(Extracted records)

^^^^^^^^^^^^^^^^

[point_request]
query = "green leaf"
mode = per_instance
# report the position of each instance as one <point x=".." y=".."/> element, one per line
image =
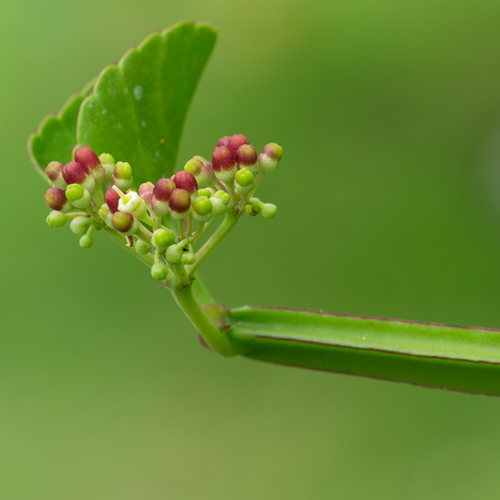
<point x="56" y="135"/>
<point x="428" y="354"/>
<point x="138" y="107"/>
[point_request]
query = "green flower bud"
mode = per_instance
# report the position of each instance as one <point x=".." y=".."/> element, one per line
<point x="78" y="196"/>
<point x="108" y="163"/>
<point x="188" y="258"/>
<point x="86" y="241"/>
<point x="244" y="180"/>
<point x="162" y="238"/>
<point x="56" y="219"/>
<point x="141" y="247"/>
<point x="202" y="209"/>
<point x="159" y="271"/>
<point x="80" y="225"/>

^^^^^^^^^^^^^^^^

- _WHAT TO PRODUCE_:
Reproduce all of the material above line for line and without alteration, but omit the pictures.

- _EXERCISE OUTPUT_:
[point_request]
query = "green leaf"
mode = per_instance
# report the position of each instance as one <point x=".." y=".."/> element, one per line
image =
<point x="56" y="135"/>
<point x="428" y="354"/>
<point x="138" y="107"/>
[point_request]
query = "green flower bud"
mode = per_instance
# report the position of each instance as one <point x=".." y=".."/> element, one per line
<point x="78" y="196"/>
<point x="108" y="163"/>
<point x="188" y="258"/>
<point x="86" y="241"/>
<point x="244" y="180"/>
<point x="162" y="238"/>
<point x="56" y="219"/>
<point x="141" y="247"/>
<point x="202" y="209"/>
<point x="159" y="271"/>
<point x="80" y="225"/>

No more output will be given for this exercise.